╭─ Data for the task

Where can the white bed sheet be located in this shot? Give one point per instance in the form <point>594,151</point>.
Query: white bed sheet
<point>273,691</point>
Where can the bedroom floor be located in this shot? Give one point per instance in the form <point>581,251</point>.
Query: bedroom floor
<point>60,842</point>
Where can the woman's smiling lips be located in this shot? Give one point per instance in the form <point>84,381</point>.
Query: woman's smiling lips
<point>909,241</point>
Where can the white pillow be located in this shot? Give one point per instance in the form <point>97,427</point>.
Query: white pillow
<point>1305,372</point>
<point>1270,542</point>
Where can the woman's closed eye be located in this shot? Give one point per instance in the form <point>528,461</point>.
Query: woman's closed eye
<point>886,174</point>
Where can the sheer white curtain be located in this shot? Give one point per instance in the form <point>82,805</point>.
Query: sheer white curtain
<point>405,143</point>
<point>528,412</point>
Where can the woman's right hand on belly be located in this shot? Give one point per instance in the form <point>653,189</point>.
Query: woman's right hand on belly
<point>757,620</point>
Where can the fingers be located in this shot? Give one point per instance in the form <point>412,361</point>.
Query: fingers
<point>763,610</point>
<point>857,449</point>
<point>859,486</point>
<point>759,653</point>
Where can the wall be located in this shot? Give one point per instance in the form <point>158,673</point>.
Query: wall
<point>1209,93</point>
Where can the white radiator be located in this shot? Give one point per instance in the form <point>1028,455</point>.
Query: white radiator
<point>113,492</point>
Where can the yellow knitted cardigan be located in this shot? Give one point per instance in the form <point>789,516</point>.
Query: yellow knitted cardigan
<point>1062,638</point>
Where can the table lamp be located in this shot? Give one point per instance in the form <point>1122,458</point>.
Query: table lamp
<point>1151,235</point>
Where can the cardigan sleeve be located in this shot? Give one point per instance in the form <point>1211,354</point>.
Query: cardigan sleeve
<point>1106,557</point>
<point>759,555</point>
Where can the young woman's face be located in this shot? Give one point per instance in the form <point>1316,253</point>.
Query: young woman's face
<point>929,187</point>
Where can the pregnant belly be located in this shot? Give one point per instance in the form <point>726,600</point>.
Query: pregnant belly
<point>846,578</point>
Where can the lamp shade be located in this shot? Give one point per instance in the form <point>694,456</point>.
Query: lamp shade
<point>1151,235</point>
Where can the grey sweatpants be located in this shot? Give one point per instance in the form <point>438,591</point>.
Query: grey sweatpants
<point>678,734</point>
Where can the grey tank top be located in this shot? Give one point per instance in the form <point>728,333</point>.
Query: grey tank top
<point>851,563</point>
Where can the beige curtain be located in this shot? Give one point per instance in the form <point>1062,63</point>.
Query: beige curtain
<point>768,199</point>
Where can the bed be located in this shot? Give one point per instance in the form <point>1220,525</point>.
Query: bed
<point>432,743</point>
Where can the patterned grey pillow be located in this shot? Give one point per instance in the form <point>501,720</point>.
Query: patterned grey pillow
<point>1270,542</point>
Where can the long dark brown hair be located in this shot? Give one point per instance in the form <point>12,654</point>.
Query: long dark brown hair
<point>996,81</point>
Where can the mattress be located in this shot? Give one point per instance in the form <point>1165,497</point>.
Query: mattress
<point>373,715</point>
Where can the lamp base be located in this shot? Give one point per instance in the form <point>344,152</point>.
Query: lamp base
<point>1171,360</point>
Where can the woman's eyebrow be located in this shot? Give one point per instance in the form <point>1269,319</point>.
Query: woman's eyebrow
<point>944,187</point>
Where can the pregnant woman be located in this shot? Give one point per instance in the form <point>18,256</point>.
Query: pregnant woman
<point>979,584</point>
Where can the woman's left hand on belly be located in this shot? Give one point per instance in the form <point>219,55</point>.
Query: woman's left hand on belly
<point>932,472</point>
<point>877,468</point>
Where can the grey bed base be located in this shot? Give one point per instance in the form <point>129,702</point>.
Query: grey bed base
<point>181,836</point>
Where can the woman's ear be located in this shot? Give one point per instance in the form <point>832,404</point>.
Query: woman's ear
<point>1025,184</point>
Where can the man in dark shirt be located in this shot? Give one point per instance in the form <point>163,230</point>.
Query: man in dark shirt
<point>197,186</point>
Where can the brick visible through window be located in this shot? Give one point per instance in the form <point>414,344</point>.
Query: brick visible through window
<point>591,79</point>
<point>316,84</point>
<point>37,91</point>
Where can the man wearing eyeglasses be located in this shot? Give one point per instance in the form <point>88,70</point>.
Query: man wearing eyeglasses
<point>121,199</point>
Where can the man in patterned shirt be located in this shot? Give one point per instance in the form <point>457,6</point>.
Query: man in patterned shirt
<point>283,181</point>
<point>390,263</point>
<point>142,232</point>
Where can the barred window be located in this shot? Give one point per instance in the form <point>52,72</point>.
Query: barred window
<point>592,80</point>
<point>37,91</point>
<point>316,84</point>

╰─

** Instructions to follow **
Repeat the lines from the one containing "Where can the man in dark" through the end of the listing, exactly and without any other lines; both ends are included.

** Solution below **
Where can the man in dark shirt be located in this shot? Give one point per instance in the form <point>163,230</point>.
Query: man in dark shirt
<point>197,186</point>
Where can the brick visible through window be located in this shot? Give one point per instance in the form <point>414,344</point>.
Query: brick visible through window
<point>591,79</point>
<point>316,84</point>
<point>37,91</point>
Where can the man wearing eyeglasses be located in this shot? Give one point per instance in the form <point>88,70</point>.
Query: man wearing eyeglasses
<point>121,199</point>
Where can the man in patterned shirt be located in this shot? Give one point per instance in the form <point>457,6</point>.
Query: man in patterned shirt
<point>283,181</point>
<point>390,263</point>
<point>142,232</point>
Where can the barred window be located in this shot? Give one point per instance in the form <point>52,72</point>.
Query: barred window
<point>592,80</point>
<point>37,91</point>
<point>316,84</point>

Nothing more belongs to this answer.